* **Tasks**
(1) List every person the text about the parade controversies names.
(2) Reproduce word for word the part of the text about the parade controversies from "In June 2010, controversy" to "wife Jennifer Lopez.".

* **Study text**
=-=-=

In June 2010, controversy arose after organizers selected telenovela actor Osvaldo Ríos, who served three months in a Puerto Rican prison in 2004 for assaulting his former girlfriend after a domestic-violence incident as the parade's "International Godfather". Many confirmed participants such as U.S. Representative Luis Guiterrez and corporate sponsors such as Verizon withdrew their participation and endorsements due to his controversial past. After mounting pressure from both the media, politicians, public officials, and domestic violence organizations, Rios decided to not attend the parade after discussing the matter with his children and U.S. Congresswoman Nydia Velasquez. He was replaced at the last minute by singer Marc Anthony, who was accompanied by his then wife Jennifer Lopez.

In past interviews, actor and comedian John Leguizamo had always claimed Puerto Rican ancestry via his father's side, which was one of the reasons that he was selected as the 2011 Puerto Rican Day Parade Global Ambassador of the Arts. On June 10, 2011, Leguizamo's father, Albert, declared in an interview published in El Diario La Prensa, the largest Spanish-language newspaper in New York, that he was not Puerto Rican - but rather, of Colombian ancestry. This contradicted his son's past claims of Puerto Rican ancestry. In response to his father's allegations, Leguizamo stated in an interview that his grandfather was of Puerto Rican descent. A spokesman for the National Puerto Rican Day Parade stated that despite his shifting ancestry, Leguizamo would not be stripped of his ambassadorship, and would be allowed to participate in the June 2011 parade.

=-=-=

* **Dataset extract**

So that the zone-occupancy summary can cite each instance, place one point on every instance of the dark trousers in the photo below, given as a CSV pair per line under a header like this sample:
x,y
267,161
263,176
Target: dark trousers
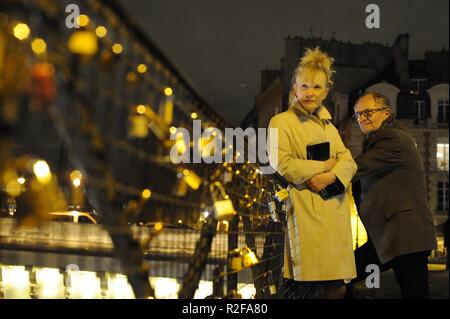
x,y
411,271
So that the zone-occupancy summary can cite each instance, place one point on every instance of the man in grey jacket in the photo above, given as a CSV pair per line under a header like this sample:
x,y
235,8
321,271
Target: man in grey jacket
x,y
393,203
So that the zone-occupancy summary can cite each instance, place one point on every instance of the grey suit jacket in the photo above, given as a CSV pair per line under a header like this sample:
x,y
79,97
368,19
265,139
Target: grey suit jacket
x,y
394,207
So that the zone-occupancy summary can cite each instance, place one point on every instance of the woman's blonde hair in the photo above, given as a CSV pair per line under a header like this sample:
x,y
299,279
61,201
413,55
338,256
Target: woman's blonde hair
x,y
313,62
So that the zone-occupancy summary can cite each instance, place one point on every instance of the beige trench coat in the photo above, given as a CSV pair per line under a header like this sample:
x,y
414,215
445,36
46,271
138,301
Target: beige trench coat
x,y
319,237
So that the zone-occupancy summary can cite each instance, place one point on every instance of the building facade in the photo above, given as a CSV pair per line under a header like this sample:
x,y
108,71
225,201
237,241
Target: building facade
x,y
417,89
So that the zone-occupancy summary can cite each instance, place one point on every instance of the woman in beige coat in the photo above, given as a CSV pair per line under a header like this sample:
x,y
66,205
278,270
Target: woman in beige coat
x,y
319,250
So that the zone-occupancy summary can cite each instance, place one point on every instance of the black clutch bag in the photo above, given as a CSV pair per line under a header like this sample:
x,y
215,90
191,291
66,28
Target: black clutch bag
x,y
321,152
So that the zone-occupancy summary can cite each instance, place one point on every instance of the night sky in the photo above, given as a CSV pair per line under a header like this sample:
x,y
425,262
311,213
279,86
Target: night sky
x,y
220,47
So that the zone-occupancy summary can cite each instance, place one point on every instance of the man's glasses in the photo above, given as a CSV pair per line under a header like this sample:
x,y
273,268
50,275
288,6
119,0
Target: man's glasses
x,y
366,113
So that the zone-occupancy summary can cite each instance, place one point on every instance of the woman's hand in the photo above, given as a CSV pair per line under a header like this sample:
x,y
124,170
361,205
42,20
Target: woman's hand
x,y
320,181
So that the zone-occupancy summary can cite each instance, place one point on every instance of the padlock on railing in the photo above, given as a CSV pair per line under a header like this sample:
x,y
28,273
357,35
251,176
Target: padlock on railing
x,y
235,259
273,210
272,286
281,194
227,175
223,208
249,258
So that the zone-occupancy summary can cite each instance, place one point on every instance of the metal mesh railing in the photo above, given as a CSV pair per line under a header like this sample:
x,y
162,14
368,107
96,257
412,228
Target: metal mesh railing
x,y
89,118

=-=-=

* **Exercise solutions**
(1) Osvaldo Ríos, Luis Guiterrez, Nydia Velasquez, Marc Anthony, Jennifer Lopez, John Leguizamo, Albert (Leguizamo's father)

(2)
In June 2010, controversy arose after organizers selected telenovela actor Osvaldo Ríos, who served three months in a Puerto Rican prison in 2004 for assaulting his former girlfriend after a domestic-violence incident as the parade's "International Godfather". Many confirmed participants such as U.S. Representative Luis Guiterrez and corporate sponsors such as Verizon withdrew their participation and endorsements due to his controversial past. After mounting pressure from both the media, politicians, public officials, and domestic violence organizations, Rios decided to not attend the parade after discussing the matter with his children and U.S. Congresswoman Nydia Velasquez. He was replaced at the last minute by singer Marc Anthony, who was accompanied by his then wife Jennifer Lopez.